** TASK OBJECTIVE **
Your answer should consist of each line below that includes the word "instance".

** DATA **
.....
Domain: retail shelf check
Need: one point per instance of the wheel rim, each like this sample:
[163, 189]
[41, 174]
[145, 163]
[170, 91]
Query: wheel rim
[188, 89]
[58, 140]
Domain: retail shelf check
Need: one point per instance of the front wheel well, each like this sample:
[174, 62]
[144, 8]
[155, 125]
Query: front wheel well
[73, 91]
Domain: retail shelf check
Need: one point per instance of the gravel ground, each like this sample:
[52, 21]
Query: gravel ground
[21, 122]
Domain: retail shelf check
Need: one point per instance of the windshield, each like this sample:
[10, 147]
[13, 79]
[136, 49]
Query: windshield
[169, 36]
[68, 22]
.....
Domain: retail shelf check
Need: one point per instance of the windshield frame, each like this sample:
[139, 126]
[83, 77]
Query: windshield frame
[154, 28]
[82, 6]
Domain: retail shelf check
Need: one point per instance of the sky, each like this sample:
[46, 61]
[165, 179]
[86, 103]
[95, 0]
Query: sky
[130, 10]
.....
** ANSWER TO THIS TASK **
Need: one point per instance of the wheel rim, each like this sample:
Need: one point per instance of the front wheel well, each like this sample:
Need: one point per instance of the gravel ground, each like this sample:
Need: one point per instance of the windshield, each like this sample:
Need: one point per instance of the windshield frame, each like this sample:
Need: one point per instance of the sky, each like this sample:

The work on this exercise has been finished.